**ТЕКСТ УПРАЖНЕНИЯ**
В качестве проработки чаще всего упоминаются разнообразные технологии создания музеев и других типов кристаллизации памяти, когда вы создаете конкретные точки, куда человек может прийти и с чем-то познакомиться. Эти точки как некоторые кристаллы памяти не столь легко сменяемы, как, например, образы в репрезентации. К тому же кристаллизующаяся память маркирует собой некоторый этап: тут мы проработали память так, там мы будем прорабатывать ее по-другому. В качестве примера проекта в логике проработки можно вспомнить недавно появившийся фотографический проект. В нем блогер сопоставлял фотографии в формате селфи, которые были сделаны на мемориальных точках, связанных с Холокостом, и документальные кадры из этих или близких к ним точек. Такое сопоставление и есть некая логика разговора о памяти, смещение модуса или позиции смеха, развлечения на разговор о чем-то более серьезном. Проект не имеет физической локализации, он существует в медиа, тем не менее он говорит о новом этапе переосмысления, новом взгляде на эту проблематику.

**ФРАГМЕНТ МАТЕРИАЛА**
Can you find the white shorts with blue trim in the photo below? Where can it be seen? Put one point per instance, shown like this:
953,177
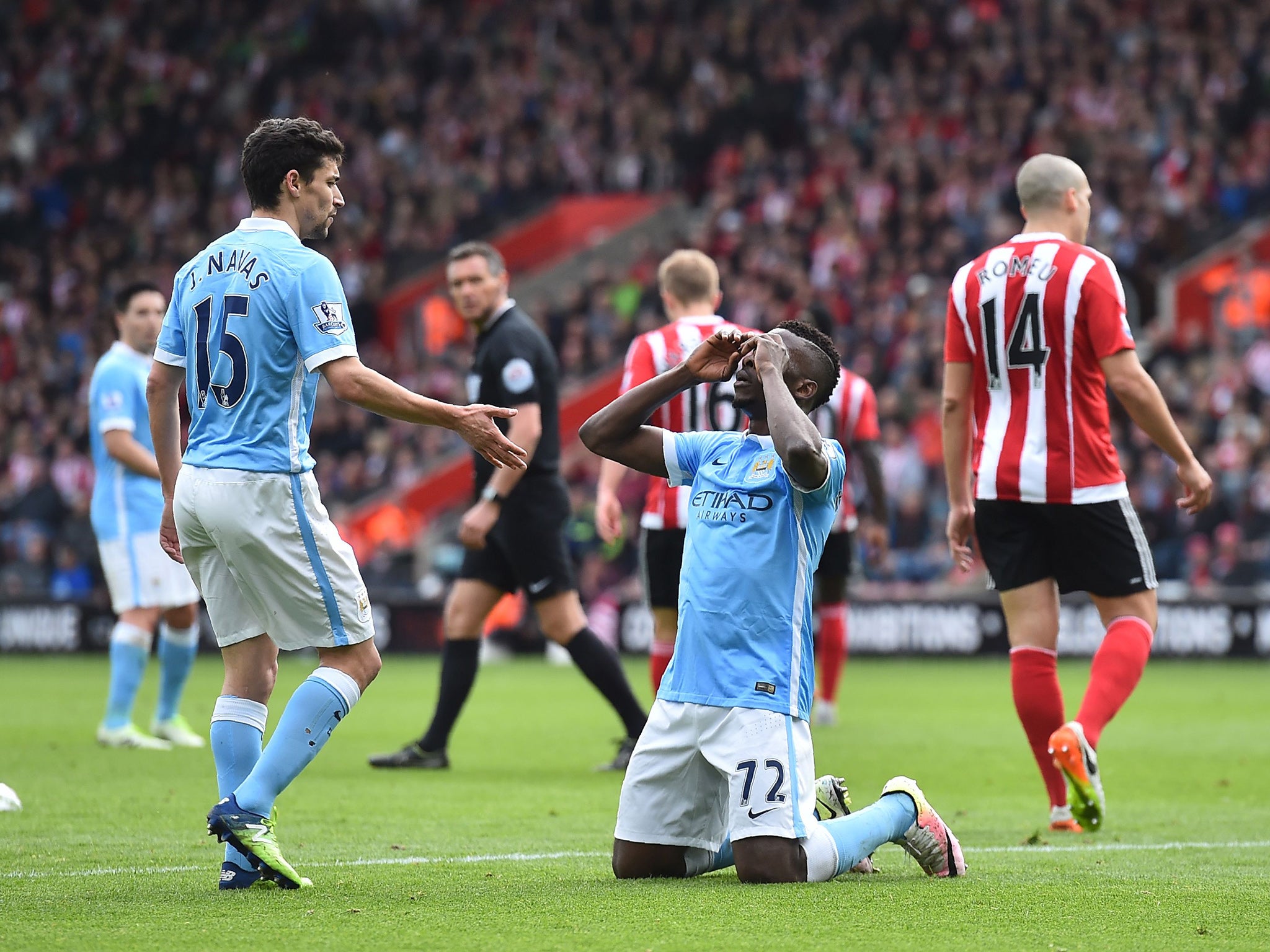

**КРАТКОЕ ЗАДАНИЕ**
Ответьте на вопросы по тексту о проработке памяти и пронумеруйте ответы так же, как вопросы.
1. Что чаще всего упоминается в качестве проработки?
2. Что сопоставлял блогер в фотографическом проекте?
3. Где существует этот проект?

**ОТВЕТ К УПРАЖНЕНИЮ**
1. Разнообразные технологии создания музеев и других типов кристаллизации памяти.
2. Фотографии в формате селфи, сделанные на мемориальных точках, связанных с Холокостом, и документальные кадры из этих или близких к ним точек.
3. В медиа: физической локализации у проекта нет.